=== Dataset content ===
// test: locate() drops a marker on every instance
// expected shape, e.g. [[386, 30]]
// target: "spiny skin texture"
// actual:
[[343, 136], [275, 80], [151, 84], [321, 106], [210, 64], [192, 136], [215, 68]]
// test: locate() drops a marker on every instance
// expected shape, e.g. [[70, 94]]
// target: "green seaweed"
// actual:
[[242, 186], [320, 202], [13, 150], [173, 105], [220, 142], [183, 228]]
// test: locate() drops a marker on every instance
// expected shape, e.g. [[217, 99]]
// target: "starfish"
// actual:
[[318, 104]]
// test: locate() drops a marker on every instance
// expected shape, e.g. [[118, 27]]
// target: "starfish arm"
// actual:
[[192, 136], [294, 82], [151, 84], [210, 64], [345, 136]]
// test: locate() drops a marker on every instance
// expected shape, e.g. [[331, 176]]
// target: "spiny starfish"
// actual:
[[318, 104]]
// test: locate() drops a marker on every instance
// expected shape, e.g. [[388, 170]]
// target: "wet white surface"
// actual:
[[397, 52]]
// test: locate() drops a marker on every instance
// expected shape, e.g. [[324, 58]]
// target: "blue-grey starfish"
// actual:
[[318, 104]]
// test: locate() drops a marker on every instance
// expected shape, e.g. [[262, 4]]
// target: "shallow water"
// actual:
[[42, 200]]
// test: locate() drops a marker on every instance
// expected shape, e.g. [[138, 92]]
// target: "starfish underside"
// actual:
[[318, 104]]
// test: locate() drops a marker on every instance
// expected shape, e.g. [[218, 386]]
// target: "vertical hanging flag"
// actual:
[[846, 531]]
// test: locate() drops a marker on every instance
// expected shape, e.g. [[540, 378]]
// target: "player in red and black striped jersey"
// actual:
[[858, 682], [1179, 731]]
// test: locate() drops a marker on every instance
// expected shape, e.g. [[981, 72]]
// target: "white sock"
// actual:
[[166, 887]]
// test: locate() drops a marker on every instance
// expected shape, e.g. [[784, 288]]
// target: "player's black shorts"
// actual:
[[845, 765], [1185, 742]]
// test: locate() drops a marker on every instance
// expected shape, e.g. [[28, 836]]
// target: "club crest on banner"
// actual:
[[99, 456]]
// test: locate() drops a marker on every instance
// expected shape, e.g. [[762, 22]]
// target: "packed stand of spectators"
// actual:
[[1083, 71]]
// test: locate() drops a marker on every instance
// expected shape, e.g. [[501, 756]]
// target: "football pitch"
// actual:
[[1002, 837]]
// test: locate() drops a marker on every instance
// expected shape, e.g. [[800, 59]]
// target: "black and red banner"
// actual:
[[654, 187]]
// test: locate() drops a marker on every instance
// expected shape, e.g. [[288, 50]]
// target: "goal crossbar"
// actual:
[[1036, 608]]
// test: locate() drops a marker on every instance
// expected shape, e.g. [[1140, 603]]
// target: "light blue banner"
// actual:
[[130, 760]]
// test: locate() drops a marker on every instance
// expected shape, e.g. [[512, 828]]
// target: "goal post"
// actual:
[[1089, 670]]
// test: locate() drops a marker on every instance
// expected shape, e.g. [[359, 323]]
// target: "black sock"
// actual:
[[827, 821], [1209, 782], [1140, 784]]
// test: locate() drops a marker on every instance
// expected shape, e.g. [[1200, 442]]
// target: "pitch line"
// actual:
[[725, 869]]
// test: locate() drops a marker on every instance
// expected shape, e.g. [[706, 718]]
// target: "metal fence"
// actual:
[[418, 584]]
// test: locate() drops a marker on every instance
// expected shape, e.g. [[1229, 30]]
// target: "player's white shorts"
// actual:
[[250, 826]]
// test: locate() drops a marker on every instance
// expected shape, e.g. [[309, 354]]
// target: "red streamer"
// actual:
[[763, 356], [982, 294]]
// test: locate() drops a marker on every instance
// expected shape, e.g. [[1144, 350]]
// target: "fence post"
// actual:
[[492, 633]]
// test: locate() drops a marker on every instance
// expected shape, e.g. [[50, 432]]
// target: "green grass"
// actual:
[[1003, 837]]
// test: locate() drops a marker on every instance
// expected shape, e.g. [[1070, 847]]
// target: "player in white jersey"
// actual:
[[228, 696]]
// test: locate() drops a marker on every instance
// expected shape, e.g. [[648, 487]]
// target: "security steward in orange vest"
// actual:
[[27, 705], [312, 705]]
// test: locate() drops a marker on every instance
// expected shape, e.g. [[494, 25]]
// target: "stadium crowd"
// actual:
===
* [Given instruction] Return all of the data word for word.

* [The answer]
// test: locate() drops a marker on every instance
// expected shape, e.g. [[386, 30]]
// target: "spiny skin texture"
// actual:
[[343, 136], [275, 80], [151, 84], [321, 106], [210, 64], [192, 136], [215, 68]]
// test: locate() drops a marker on every instance
// expected shape, e.g. [[70, 94]]
// target: "green seaweed"
// actual:
[[242, 186], [320, 202], [13, 150], [173, 105], [220, 142], [183, 228]]
// test: locate() drops a marker on every instance
// expected shape, e.g. [[217, 99]]
// target: "starfish"
// actual:
[[318, 104]]
// test: locate() drops a marker on every instance
// expected shape, e.g. [[118, 27]]
// target: "starfish arm"
// actual:
[[192, 136], [294, 82], [151, 84], [210, 64], [345, 136]]
// test: locate() drops a marker on every instance
// expected shape, e.g. [[331, 176]]
// target: "spiny starfish"
// actual:
[[318, 104]]
// test: locate() drops a marker on every instance
// expected shape, e.g. [[388, 170]]
// target: "wet white surface"
// actual:
[[397, 52]]
// test: locate() drops a marker on every instance
// expected shape, e.g. [[324, 58]]
// target: "blue-grey starfish"
// actual:
[[318, 104]]
// test: locate() drops a marker on every instance
// expected shape, e.g. [[262, 4]]
// target: "shallow water"
// actual:
[[42, 200]]
// test: locate() drops a marker on every instance
// expected shape, e.g. [[138, 92]]
// target: "starfish underside"
// actual:
[[318, 104]]
// test: locate() drops a marker on every instance
// expected shape, e.g. [[218, 386]]
// target: "vertical hanging flag"
// actual:
[[846, 531]]
// test: locate() drops a marker on every instance
// expected shape, e.g. [[540, 378]]
// target: "player in red and black striped jersey"
// actual:
[[858, 682], [1179, 731]]
// test: locate() drops a marker on every instance
// expected shape, e.g. [[981, 72]]
// target: "white sock"
// actual:
[[166, 887]]
// test: locate() drops a marker on every instance
// expected shape, e.g. [[784, 288]]
// target: "player's black shorts"
// actual:
[[845, 765], [1185, 742]]
// test: locate() drops a marker on every instance
// expected shape, e.g. [[28, 836]]
// target: "club crest on banner"
// actual:
[[99, 456]]
// test: locate() drops a marker on every instance
// expected shape, e.g. [[762, 22]]
// target: "packed stand of spectators"
// actual:
[[1083, 71]]
// test: locate() drops a marker on every instance
// expected shape, e.g. [[501, 756]]
// target: "football pitch"
// actual:
[[1002, 837]]
// test: locate() drops a marker on every instance
// expected shape, e.g. [[800, 59]]
// target: "black and red banner"
// actual:
[[654, 187]]
// test: locate() drops a marker on every instance
// expected shape, e.g. [[288, 50]]
// target: "goal crossbar"
// actual:
[[1036, 608]]
// test: locate() drops a marker on every instance
// expected shape, e.g. [[1140, 603]]
// target: "light blue banner"
// actual:
[[130, 760]]
// test: locate() drops a marker on every instance
// expected shape, e.g. [[512, 828]]
// target: "goal post"
// actual:
[[1089, 670]]
// test: locate() drops a marker on every instance
// expected shape, e.g. [[359, 323]]
// target: "black sock"
// actual:
[[827, 821], [1209, 782], [1140, 784]]
// test: locate() drops a marker on every instance
// expected shape, e.g. [[1200, 442]]
// target: "pitch line"
// actual:
[[725, 869]]
// test: locate() drops a marker on every instance
// expected shape, e.g. [[706, 718]]
// target: "metal fence"
// actual:
[[418, 584]]
// test: locate() drops a marker on every instance
// expected shape, e.g. [[1229, 30]]
// target: "player's white shorts"
// actual:
[[250, 826]]
// test: locate() drops a marker on every instance
// expected shape, e.g. [[309, 354]]
// target: "red streamer"
// actual:
[[763, 356], [982, 294]]
// test: locate() drops a marker on every instance
// expected shape, e.g. [[1144, 350]]
// target: "fence post"
// actual:
[[492, 633]]
// test: locate() drops a marker on every instance
// expected shape, e.g. [[50, 432]]
// target: "green grass"
// actual:
[[1003, 837]]
// test: locate() drops a marker on every instance
// expected shape, e.g. [[1070, 847]]
// target: "player in white jersey"
// actual:
[[228, 696]]
// test: locate() drops a marker on every instance
// expected shape, e.g. [[648, 487]]
// target: "security steward in orange vest"
// actual:
[[27, 705], [312, 705]]
// test: locate() drops a marker on every instance
// expected shape, e.g. [[494, 25]]
// target: "stadium crowd"
// actual:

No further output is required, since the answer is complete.